PROBLEM DETAILS – Nothing outside the range is wanted. Repeat exactly the lines below from the one with "Target: wet skin" through the one with "Format sample: x=184, y=92".

(SOURCE INFORMATION Opens)

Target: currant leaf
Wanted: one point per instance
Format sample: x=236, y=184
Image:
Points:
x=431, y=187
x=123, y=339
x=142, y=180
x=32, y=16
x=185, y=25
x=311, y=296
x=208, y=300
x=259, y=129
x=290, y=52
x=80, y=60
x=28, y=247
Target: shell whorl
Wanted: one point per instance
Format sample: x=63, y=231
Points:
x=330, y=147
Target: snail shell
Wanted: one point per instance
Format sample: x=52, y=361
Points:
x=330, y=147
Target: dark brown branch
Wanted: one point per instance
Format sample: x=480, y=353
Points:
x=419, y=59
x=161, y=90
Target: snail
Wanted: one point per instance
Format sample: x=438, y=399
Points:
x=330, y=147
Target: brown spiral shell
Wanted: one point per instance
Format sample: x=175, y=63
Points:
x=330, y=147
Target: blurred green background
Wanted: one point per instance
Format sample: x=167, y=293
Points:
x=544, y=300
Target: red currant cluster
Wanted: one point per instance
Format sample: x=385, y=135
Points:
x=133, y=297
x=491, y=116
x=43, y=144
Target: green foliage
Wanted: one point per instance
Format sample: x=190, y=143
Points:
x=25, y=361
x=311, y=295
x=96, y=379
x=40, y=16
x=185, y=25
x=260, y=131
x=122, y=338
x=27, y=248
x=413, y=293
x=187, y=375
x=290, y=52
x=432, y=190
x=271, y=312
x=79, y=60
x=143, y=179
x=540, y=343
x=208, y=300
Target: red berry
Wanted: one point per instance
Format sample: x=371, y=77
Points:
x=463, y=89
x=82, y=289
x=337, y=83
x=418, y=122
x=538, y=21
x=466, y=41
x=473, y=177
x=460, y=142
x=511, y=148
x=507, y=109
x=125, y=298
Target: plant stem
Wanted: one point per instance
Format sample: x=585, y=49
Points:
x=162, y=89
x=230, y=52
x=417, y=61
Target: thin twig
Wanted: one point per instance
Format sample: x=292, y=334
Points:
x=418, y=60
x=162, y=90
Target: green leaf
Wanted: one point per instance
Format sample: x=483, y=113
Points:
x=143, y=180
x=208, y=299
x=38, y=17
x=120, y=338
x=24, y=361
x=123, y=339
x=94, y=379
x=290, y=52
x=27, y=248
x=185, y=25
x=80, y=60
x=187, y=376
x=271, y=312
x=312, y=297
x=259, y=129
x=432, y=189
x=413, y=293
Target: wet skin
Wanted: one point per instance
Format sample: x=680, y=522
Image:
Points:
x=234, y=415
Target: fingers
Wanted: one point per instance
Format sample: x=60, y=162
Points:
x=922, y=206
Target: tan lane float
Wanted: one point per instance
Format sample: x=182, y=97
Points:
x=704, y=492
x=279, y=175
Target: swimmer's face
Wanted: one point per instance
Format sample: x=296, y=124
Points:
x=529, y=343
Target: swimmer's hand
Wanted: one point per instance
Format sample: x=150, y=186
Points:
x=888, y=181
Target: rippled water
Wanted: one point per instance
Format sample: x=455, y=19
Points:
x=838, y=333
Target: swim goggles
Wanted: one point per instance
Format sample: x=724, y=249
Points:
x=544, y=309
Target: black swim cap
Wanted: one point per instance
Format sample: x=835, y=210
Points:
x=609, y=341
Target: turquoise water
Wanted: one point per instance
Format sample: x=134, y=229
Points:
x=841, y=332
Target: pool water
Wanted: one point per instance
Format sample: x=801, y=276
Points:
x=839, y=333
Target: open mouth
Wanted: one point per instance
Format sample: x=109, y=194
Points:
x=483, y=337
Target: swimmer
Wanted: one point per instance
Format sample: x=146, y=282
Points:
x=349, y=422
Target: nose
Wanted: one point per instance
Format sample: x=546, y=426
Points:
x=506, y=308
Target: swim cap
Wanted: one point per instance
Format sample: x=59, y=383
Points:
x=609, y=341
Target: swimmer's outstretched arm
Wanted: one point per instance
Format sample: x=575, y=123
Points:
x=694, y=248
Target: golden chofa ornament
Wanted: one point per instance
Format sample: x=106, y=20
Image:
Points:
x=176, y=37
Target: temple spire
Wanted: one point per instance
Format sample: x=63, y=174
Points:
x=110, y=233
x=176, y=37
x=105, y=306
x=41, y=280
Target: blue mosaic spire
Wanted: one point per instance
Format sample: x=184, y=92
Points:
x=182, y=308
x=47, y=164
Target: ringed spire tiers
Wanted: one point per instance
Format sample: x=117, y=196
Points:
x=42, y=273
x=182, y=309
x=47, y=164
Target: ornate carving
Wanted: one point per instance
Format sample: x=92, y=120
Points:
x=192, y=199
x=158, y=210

(SOURCE INFORMATION Closes)

RESULT OF THE TASK –
Target: wet skin
Wanted: one point per instance
Format sample: x=680, y=522
Image:
Points:
x=234, y=415
Target: fingers
Wanted: one point per instance
Format sample: x=60, y=162
Points:
x=922, y=206
Target: tan lane float
Wanted: one point per instance
Format sample: x=182, y=97
Points:
x=704, y=492
x=279, y=175
Target: swimmer's face
Wanted: one point per instance
Format sample: x=296, y=124
Points:
x=529, y=343
Target: swimmer's hand
Wanted: one point per instance
Format sample: x=150, y=186
Points:
x=888, y=181
Target: rippled water
Wanted: one point per instance
Format sample: x=455, y=19
Points:
x=838, y=333
Target: swim goggles
Wanted: one point per instance
Format sample: x=724, y=249
Points:
x=544, y=309
Target: black swim cap
Wanted: one point per instance
Format sample: x=835, y=210
Points:
x=609, y=341
Target: turquoise water
Wanted: one point per instance
Format sample: x=134, y=229
Points:
x=841, y=332
Target: pool water
Wanted: one point per instance
Format sample: x=801, y=276
Points:
x=839, y=333
Target: open mouth
Wanted: one point per instance
Format sample: x=109, y=194
Points:
x=483, y=337
Target: swimmer
Wanted: one point per instance
Format sample: x=146, y=282
Points:
x=349, y=422
Target: nose
Wanted: one point per instance
Format sample: x=546, y=426
Points:
x=506, y=308
Target: swim cap
Wanted: one point per instance
Format sample: x=59, y=383
Points:
x=609, y=341
Target: swimmer's outstretched arm
Wanted: one point per instance
Format sample: x=575, y=123
Points:
x=694, y=248
Target: golden chofa ornament
Wanted: one point per instance
Format sample: x=106, y=20
Image:
Points:
x=176, y=37
Target: temple spire
Wanted: one point per instance
Format sample: x=63, y=174
Points:
x=110, y=233
x=176, y=37
x=105, y=306
x=41, y=280
Target: blue mosaic spire
Wanted: one point per instance
Format sample: x=184, y=92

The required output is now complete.